__Exercise description__. Copy the records below exactly, starting with the line that contains "locate the man's" and going on through the line that contains "463,240 -> 483,295".

__Data for the task__.
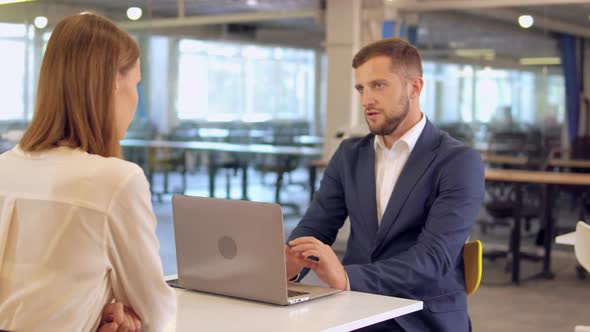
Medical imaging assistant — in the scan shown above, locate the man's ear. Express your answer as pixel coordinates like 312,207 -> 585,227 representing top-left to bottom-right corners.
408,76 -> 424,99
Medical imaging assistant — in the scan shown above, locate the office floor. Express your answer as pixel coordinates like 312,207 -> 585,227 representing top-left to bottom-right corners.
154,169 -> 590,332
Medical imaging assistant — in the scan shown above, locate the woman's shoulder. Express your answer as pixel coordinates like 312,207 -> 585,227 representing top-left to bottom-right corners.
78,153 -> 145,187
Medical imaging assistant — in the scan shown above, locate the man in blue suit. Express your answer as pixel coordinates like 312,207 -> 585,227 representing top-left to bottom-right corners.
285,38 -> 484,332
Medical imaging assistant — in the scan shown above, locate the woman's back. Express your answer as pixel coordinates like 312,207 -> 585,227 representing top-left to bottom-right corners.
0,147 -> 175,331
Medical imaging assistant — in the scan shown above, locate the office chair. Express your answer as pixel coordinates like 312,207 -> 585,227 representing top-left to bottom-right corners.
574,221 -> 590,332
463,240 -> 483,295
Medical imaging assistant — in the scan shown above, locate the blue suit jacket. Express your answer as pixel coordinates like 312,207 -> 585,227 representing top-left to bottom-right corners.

==

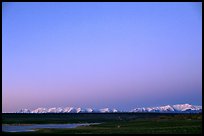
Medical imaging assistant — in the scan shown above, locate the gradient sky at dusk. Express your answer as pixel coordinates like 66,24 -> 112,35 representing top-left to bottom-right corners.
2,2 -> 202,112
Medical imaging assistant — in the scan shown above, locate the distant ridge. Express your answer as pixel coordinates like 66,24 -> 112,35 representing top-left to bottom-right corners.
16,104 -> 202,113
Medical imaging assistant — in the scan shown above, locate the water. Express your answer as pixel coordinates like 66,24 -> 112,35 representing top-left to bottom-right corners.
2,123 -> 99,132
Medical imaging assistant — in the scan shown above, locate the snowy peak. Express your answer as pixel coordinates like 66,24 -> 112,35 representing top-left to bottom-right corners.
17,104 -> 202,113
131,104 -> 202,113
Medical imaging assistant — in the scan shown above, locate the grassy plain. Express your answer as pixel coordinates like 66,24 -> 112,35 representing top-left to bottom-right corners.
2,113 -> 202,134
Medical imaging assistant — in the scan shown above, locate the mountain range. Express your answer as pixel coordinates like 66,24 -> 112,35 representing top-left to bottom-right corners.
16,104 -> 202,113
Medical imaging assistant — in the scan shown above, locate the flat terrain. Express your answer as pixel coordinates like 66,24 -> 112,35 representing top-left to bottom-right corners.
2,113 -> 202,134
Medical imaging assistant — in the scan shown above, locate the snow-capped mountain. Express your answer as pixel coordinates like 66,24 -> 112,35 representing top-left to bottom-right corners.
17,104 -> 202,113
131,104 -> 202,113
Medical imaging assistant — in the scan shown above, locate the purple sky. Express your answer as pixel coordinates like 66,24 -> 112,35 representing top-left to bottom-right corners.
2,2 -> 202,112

==

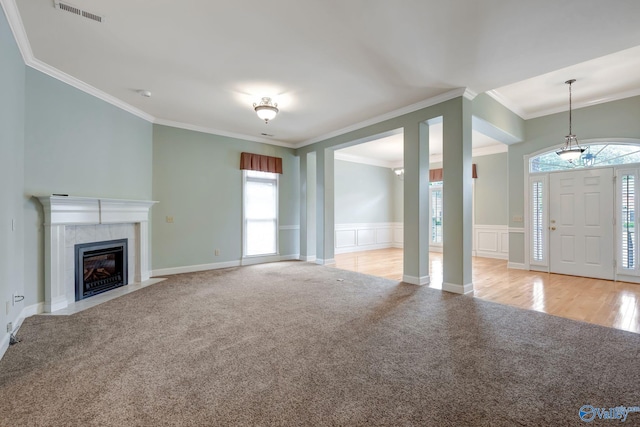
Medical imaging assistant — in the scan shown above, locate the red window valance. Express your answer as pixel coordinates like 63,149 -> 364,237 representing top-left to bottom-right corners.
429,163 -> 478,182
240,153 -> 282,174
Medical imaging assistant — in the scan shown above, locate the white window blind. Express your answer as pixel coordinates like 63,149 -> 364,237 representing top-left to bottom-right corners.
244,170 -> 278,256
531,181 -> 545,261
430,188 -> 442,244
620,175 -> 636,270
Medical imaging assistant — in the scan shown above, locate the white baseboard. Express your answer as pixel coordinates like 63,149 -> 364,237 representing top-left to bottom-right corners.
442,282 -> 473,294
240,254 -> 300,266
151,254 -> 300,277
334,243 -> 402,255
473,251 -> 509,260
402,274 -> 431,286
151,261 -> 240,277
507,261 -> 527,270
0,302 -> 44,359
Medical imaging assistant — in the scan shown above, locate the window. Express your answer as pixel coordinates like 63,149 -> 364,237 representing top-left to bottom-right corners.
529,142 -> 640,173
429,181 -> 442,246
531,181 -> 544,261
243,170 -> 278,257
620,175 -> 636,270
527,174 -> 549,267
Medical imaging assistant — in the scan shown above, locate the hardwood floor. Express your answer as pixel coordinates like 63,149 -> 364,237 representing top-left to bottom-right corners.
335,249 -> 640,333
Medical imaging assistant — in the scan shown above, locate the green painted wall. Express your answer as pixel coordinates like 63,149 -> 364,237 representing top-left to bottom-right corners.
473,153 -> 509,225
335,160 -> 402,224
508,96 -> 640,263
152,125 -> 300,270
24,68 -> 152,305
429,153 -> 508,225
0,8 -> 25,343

__Exercise answer__.
Medical imaging assistant — in the scan shown above, locate the man's ear. Express your answer as pixel coordinates like 312,207 -> 585,227 representing top-left to bottom-right corners.
408,76 -> 424,99
Medical imaging assistant — in the scan shown above, locate the office floor. Express your answer as pixel coordinates like 312,207 -> 585,227 representing top-left to bottom-right corners.
154,169 -> 590,332
Medical imaging assistant — in the scan shown above, locate the woman's shoulder. Express your answer as pixel coordinates like 312,207 -> 585,227 representing top-left to bottom-right corners.
78,153 -> 145,187
Medical imaging assistant — in the scan shown above, locate the man in blue suit. Express your answer as pixel coordinates like 312,207 -> 585,227 representing top-left to bottom-right corners.
285,38 -> 484,332
Medical imaging assistant — in the scan shown above, locate the woman's back. Express your answer as pixel coordinates like 312,207 -> 585,227 representing top-left to bottom-right corners.
0,147 -> 175,331
Medical imaging assistant — in the scan shown above, locate the office chair. Express your answer as pixel coordinates like 312,207 -> 585,227 representing top-left to bottom-right corners.
574,221 -> 590,332
463,240 -> 483,295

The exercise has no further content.